MATERIAL FOR THIS TASK:
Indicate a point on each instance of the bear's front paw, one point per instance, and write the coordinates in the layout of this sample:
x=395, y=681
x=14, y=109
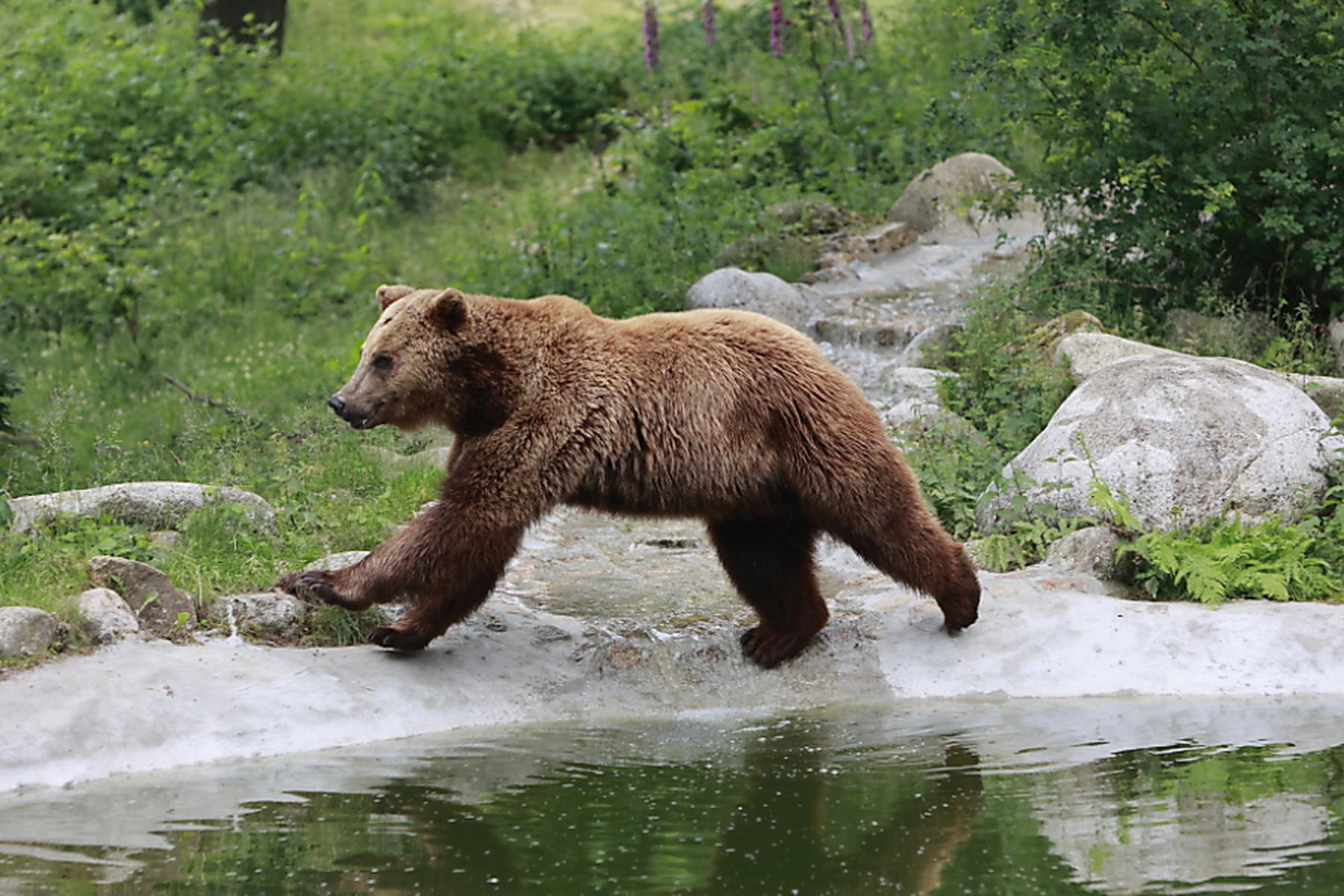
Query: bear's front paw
x=769, y=649
x=398, y=638
x=312, y=586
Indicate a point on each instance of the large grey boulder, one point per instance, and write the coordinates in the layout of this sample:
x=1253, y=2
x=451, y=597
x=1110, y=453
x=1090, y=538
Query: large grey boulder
x=105, y=617
x=1204, y=435
x=264, y=615
x=953, y=199
x=155, y=504
x=25, y=632
x=156, y=602
x=732, y=287
x=1085, y=354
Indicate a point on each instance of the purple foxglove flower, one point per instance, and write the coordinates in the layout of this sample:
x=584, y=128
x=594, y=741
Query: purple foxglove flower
x=651, y=35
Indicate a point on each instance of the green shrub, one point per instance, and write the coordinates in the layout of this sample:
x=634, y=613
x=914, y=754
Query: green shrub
x=1202, y=140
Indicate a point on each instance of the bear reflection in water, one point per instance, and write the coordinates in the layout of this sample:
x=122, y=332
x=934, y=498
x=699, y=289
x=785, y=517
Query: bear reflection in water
x=724, y=415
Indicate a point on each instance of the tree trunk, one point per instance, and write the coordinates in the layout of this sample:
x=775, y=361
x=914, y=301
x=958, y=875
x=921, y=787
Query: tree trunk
x=230, y=16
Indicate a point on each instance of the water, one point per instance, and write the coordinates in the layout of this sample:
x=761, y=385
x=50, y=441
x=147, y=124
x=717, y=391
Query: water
x=1024, y=797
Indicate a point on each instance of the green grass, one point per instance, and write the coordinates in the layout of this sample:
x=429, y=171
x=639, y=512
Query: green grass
x=225, y=220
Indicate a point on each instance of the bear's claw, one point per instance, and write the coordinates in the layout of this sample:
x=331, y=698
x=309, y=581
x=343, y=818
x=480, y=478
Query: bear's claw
x=768, y=649
x=311, y=586
x=396, y=638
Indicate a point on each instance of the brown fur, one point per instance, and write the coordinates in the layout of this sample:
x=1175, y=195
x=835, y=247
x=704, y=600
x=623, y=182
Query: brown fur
x=724, y=415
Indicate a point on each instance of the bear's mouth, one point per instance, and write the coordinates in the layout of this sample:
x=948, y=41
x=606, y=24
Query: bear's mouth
x=369, y=421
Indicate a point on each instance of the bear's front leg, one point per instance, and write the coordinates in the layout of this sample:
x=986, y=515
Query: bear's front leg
x=440, y=563
x=326, y=586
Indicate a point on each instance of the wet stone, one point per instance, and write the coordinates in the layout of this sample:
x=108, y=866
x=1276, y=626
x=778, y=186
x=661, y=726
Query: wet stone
x=25, y=632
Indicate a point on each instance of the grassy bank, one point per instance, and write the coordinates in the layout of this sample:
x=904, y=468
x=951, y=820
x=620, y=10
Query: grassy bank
x=179, y=226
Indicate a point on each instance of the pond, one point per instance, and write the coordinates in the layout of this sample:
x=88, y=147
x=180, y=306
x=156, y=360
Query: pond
x=1009, y=797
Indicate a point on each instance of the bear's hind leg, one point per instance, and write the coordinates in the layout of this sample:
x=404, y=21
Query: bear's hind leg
x=921, y=555
x=771, y=564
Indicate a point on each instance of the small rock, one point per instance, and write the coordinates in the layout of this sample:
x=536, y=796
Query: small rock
x=337, y=561
x=105, y=615
x=1048, y=335
x=890, y=238
x=25, y=632
x=436, y=457
x=953, y=193
x=1327, y=391
x=155, y=504
x=1239, y=336
x=159, y=606
x=1090, y=550
x=905, y=383
x=1196, y=437
x=265, y=615
x=164, y=541
x=547, y=633
x=811, y=215
x=932, y=346
x=769, y=252
x=764, y=293
x=687, y=543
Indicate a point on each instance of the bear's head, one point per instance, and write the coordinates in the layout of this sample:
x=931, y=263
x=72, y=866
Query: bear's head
x=405, y=375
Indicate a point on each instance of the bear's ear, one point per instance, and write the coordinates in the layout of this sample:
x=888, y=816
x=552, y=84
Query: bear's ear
x=449, y=309
x=389, y=294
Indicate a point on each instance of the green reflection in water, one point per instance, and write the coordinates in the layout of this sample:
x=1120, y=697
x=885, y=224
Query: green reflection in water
x=808, y=805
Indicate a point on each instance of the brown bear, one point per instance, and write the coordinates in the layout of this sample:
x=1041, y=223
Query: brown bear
x=724, y=415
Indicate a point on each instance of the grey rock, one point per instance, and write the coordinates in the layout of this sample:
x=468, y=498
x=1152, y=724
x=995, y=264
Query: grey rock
x=1238, y=336
x=155, y=504
x=912, y=403
x=1092, y=551
x=436, y=457
x=1204, y=435
x=156, y=602
x=105, y=615
x=25, y=632
x=737, y=289
x=952, y=196
x=265, y=615
x=1085, y=354
x=164, y=541
x=813, y=215
x=913, y=383
x=932, y=346
x=1327, y=391
x=339, y=561
x=776, y=252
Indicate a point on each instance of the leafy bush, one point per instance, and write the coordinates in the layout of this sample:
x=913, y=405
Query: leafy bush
x=1202, y=140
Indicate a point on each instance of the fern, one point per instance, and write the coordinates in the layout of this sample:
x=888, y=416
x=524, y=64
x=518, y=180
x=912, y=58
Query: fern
x=1228, y=559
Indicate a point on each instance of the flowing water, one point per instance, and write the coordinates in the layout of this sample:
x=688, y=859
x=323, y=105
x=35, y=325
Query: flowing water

DIRECTIVE:
Go through the entries above and print each one exactly, minus the pictures.

OUTPUT OF THE EXERCISE:
Indicate a point on each instance of the bear's front paw, one point per instance, and write the coordinates in the layout of this sample:
x=395, y=681
x=14, y=109
Query: bear's front paw
x=769, y=649
x=398, y=638
x=312, y=586
Indicate a point on each instance of the large grey boulder, one point per instance, and write the coordinates in the layout of this sample:
x=1253, y=2
x=451, y=597
x=1110, y=453
x=1090, y=538
Query: large grey boulder
x=105, y=617
x=1204, y=435
x=264, y=615
x=953, y=199
x=155, y=504
x=25, y=632
x=156, y=602
x=732, y=287
x=1085, y=354
Indicate a point on each instance of the purple foxglove flower, one point per instance, and write the coordinates in the layout of this sample:
x=584, y=128
x=594, y=741
Query: purple foxglove flower
x=651, y=35
Indicate a point on each instance of the green shrub, one point per instance, and write the coordinates in the layout of this sample:
x=634, y=613
x=914, y=754
Query: green shrub
x=1202, y=140
Indicate a point on each instance of the bear reflection in water, one point per instance, and write the coordinates in the layout of this sample:
x=122, y=332
x=934, y=498
x=699, y=289
x=785, y=517
Query: bear reflection in water
x=724, y=415
Indicate a point on each instance of the tree trunk, one point per instance, and write the coordinates in the layout of this sample:
x=775, y=361
x=914, y=301
x=958, y=875
x=921, y=787
Query: tree trunk
x=230, y=16
Indicate a point on each instance of the water, one point per instance, and write the coordinates in the layout of this sample:
x=761, y=385
x=50, y=441
x=147, y=124
x=717, y=391
Query: water
x=1024, y=797
Indicate a point on each instance of the green grass, one point per instance, and write the coordinates in the layout of this sample:
x=429, y=171
x=639, y=512
Query: green grass
x=225, y=220
Indicate a point on each instance of the bear's claw, one point per instance, and write the coordinates in the layout of this sample:
x=331, y=698
x=309, y=581
x=343, y=818
x=480, y=478
Query: bear's claw
x=768, y=649
x=311, y=586
x=396, y=638
Indicate a point on each instance of the brown fur, one point per instance, and write the coordinates in the layout of this sample:
x=1175, y=195
x=835, y=247
x=704, y=600
x=623, y=182
Query: brown fur
x=724, y=415
Indicate a point on each instance of the bear's mouth, one point per instance, and write the coordinates in the layout of this sample:
x=948, y=41
x=606, y=24
Query: bear's mouth
x=369, y=421
Indicate a point on each instance of the bear's front leg, one point per instance, and write the coordinates in the layout of this sample:
x=986, y=515
Query: bear's front leg
x=440, y=563
x=326, y=586
Indicate a point on each instance of the wet stone, one point per instance, and write the coordinates in the layout of this sample:
x=108, y=866
x=1276, y=626
x=778, y=186
x=661, y=726
Query: wet stone
x=25, y=632
Indicate a point on each instance of the grassy bank, one point per instance, and write the coordinates in the layout of this sample:
x=904, y=468
x=951, y=820
x=620, y=10
Query: grassy bank
x=179, y=226
Indicate a point on each instance of the pond, one point per instance, and write the coordinates in the layout of this sample:
x=88, y=147
x=180, y=306
x=156, y=360
Query: pond
x=1009, y=797
Indicate a point on each instance of the bear's hind leg, one point per instance, and write the coordinates in the layout of this sample:
x=404, y=21
Query: bear's hind leg
x=921, y=555
x=771, y=564
Indicate a point on each instance of the small rock, one point per instance, and write the coordinates in the layout of this sample:
x=536, y=796
Query: small rock
x=337, y=561
x=105, y=615
x=1048, y=335
x=890, y=238
x=25, y=632
x=436, y=457
x=953, y=193
x=1327, y=391
x=155, y=504
x=1239, y=336
x=159, y=606
x=1090, y=550
x=905, y=383
x=1196, y=437
x=265, y=615
x=164, y=541
x=547, y=633
x=811, y=215
x=932, y=346
x=769, y=252
x=764, y=293
x=687, y=543
Indicate a point on each instance of the bear's head, one point per instance, and write the coordinates in the layout of this sample:
x=931, y=263
x=72, y=866
Query: bear's head
x=405, y=375
Indicate a point on each instance of the bear's ear, one point per instance, and write the coordinates in the layout of this sample:
x=888, y=816
x=552, y=84
Query: bear's ear
x=449, y=309
x=389, y=294
Indicate a point on each instance of the green reflection in water, one point per instance, and write the coordinates in the layout of this sample:
x=1120, y=697
x=885, y=224
Query: green reflection in water
x=808, y=805
Indicate a point on each instance of the brown bear, one point per instance, and write the coordinates in the layout of this sample:
x=1041, y=223
Query: brown bear
x=724, y=415
Indicate a point on each instance of the grey rock, one point per instance, and write the coordinates in the layout of this sample:
x=468, y=498
x=1152, y=724
x=995, y=264
Query: grey rock
x=1238, y=336
x=155, y=504
x=912, y=403
x=1092, y=551
x=436, y=457
x=1204, y=435
x=156, y=602
x=105, y=615
x=25, y=632
x=737, y=289
x=952, y=196
x=265, y=615
x=1085, y=354
x=164, y=541
x=813, y=215
x=913, y=383
x=932, y=346
x=1327, y=391
x=339, y=561
x=776, y=252
Indicate a point on each instance of the leafy bush, one point per instance, and write the coordinates in the layout of this sample:
x=913, y=405
Query: leafy bush
x=1202, y=140
Indicate a point on each instance of the fern, one point per instance, and write the coordinates in the layout of this sample:
x=888, y=416
x=524, y=64
x=518, y=180
x=912, y=58
Query: fern
x=1228, y=559
Indicate a point on each instance of the flowing water, one point per instance, and write the coordinates in the layout of this sample:
x=688, y=859
x=323, y=105
x=35, y=325
Query: flowing water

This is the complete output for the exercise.